• _Your instructions_
Your reply should hold every entry below exactly as written and none of the pictures.

==== Provided data ====

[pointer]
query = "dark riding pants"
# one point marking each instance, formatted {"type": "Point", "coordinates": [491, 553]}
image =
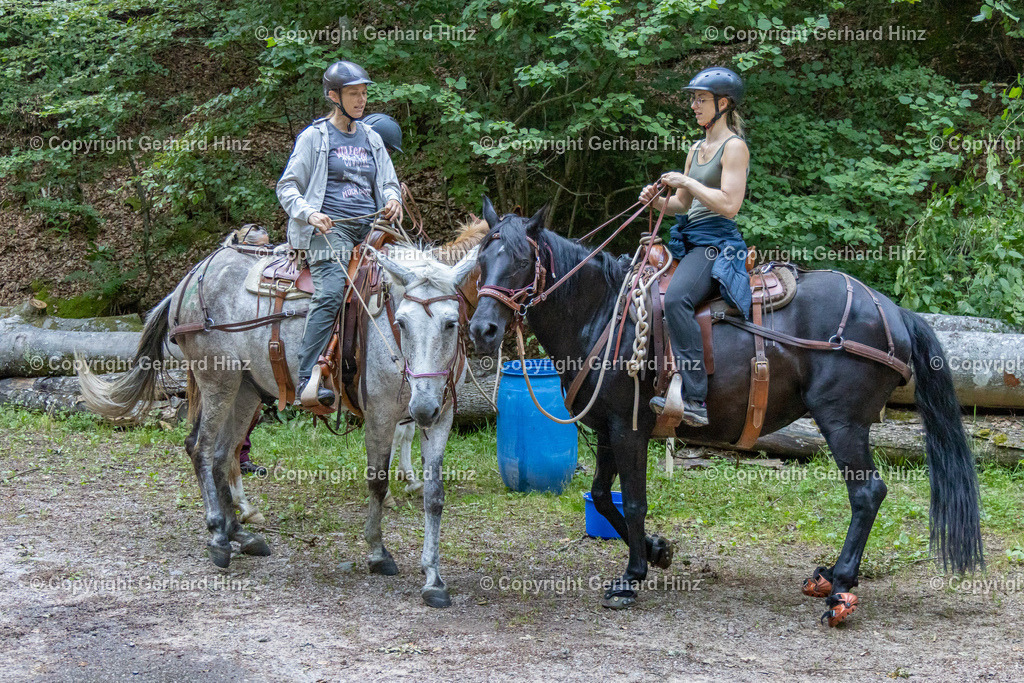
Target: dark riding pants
{"type": "Point", "coordinates": [329, 294]}
{"type": "Point", "coordinates": [691, 284]}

====

• _Output_
[pointer]
query = "dark riding pants"
# one point marking each instance, formatted {"type": "Point", "coordinates": [491, 553]}
image =
Target: dark riding pants
{"type": "Point", "coordinates": [329, 294]}
{"type": "Point", "coordinates": [691, 284]}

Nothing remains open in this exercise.